アイデンティティとアクセス管理(IAM)とは何ですか?

アイデンティティとアクセス管理は、ユーザー認証とリソースアクセスの制御を提供します。一般的にIAMとして知られるこの技術は、適切な人が適切なタイミングで適切な理由により適切なデジタルリソースにアクセスできることを保証します。

IAMの基本概念

IAMを理解するには、いくつかの基本的な概念を知っておく必要があります:
  • デジタルリソースデジタルリソースは、コンピューターシステム内のアプリケーションとデータの任意の組み合わせです。デジタルリソースの例には、Webアプリケーション、API、プラットフォーム、デバイス、またはデータベースが含まれます。
  • IAMの核心はアイデンティティです。誰かがあなたのリソースへのアクセスを求めています。それは顧客、従業員、メンバー、参加者などかもしれません。IAMでは、ユーザーアカウントがデジタルアイデンティティです。ユーザーアカウントは、ソフトウェア、IoTデバイス、ロボットなどの非人間を表すこともできます。
▬▬▬
### 演習課題:
• a. 次の(i)〜(iii)がそれぞれ引用文の内容と一致するか、「はい」か「いいえ」で答えてください。判断の決め手となる引用文の語句を、そのまま引用して添えてください。
(i) IAMは、ユーザー認証とリソースアクセスの制御を提供する。
(ii) IAMにおけるユーザーアカウントは、人間のみを表す。
(iii) デジタルリソースの例として、データベースが挙げられている。
• b. 引用文の「アイデンティティとアクセス管理(IAM)とは何ですか?」から「はデータベースが含まれます。」に至るまでのすべてを、一字一句違えずに打ち直してください。

### 提供データ:
▬▬▬
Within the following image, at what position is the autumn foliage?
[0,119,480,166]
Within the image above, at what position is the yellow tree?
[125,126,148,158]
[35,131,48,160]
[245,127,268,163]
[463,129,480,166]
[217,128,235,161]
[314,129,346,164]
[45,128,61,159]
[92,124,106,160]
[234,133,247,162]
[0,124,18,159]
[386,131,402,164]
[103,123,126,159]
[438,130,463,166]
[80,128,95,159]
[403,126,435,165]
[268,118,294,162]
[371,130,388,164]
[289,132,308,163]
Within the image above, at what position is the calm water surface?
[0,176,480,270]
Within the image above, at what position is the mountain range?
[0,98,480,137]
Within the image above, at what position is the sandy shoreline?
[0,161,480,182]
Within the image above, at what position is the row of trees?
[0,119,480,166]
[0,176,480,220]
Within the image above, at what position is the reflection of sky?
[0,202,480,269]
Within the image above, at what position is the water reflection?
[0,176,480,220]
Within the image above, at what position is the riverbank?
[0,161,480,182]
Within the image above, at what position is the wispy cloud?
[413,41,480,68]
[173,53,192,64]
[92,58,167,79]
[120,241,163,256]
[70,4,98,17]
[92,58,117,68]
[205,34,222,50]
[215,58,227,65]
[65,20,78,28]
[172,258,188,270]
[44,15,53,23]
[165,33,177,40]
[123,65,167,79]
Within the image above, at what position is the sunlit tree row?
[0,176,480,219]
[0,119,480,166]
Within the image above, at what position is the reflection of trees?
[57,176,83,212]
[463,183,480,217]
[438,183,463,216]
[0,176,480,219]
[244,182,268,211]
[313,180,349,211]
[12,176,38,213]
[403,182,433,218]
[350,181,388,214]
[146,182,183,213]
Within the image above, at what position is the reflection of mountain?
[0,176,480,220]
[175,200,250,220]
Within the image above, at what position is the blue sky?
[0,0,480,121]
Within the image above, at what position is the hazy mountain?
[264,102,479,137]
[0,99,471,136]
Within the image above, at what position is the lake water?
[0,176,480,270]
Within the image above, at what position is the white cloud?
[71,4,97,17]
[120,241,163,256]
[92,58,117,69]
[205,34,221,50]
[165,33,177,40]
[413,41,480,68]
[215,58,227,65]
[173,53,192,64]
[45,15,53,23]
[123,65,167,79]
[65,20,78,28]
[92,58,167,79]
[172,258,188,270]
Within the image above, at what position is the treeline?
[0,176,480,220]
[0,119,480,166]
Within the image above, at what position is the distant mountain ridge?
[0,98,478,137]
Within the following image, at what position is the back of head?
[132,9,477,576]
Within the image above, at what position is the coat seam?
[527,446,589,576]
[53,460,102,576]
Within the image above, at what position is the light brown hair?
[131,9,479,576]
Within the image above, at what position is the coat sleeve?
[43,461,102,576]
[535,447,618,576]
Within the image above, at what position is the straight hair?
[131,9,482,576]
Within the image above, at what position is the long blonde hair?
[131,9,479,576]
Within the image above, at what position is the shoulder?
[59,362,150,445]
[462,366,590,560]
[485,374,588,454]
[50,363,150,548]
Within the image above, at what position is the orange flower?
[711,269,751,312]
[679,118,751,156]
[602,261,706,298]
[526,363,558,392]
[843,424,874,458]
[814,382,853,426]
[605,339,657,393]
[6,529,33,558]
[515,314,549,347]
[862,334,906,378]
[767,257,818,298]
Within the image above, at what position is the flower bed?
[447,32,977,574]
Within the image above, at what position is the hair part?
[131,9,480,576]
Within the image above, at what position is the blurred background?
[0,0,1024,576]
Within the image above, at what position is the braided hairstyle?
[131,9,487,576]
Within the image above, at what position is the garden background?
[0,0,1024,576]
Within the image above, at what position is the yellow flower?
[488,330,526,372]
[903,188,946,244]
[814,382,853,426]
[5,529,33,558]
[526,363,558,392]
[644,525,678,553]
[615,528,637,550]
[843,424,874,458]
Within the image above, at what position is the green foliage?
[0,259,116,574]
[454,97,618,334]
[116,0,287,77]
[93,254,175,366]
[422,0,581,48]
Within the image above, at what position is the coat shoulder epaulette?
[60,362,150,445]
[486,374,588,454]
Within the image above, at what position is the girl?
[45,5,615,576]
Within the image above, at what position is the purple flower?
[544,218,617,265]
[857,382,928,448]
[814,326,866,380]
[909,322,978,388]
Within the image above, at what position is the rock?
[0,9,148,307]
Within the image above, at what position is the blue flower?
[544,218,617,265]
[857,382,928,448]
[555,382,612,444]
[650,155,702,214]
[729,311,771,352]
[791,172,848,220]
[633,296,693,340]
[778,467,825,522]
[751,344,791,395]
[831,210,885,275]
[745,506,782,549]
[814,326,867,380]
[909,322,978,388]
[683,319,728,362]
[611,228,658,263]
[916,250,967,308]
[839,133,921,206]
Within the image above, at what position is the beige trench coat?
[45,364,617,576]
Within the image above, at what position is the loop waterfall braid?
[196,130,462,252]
▬▬▬
### 最終解答:
• a.
(i) はい。「アイデンティティとアクセス管理は、ユーザー認証とリソースアクセスの制御を提供します。」
(ii) いいえ。「ユーザーアカウントは、ソフトウェア、IoTデバイス、ロボットなどの非人間を表すこともできます。」
(iii) はい。「デジタルリソースの例には、Webアプリケーション、API、プラットフォーム、デバイス、またはデータベースが含まれます。」

• b.
アイデンティティとアクセス管理(IAM)とは何ですか?

アイデンティティとアクセス管理は、ユーザー認証とリソースアクセスの制御を提供します。一般的にIAMとして知られるこの技術は、適切な人が適切なタイミングで適切な理由により適切なデジタルリソースにアクセスできることを保証します。

IAMの基本概念

IAMを理解するには、いくつかの基本的な概念を知っておく必要があります:
  • デジタルリソースデジタルリソースは、コンピューターシステム内のアプリケーションとデータの任意の組み合わせです。デジタルリソースの例には、Webアプリケーション、API、プラットフォーム、デバイス、またはデータベースが含まれます。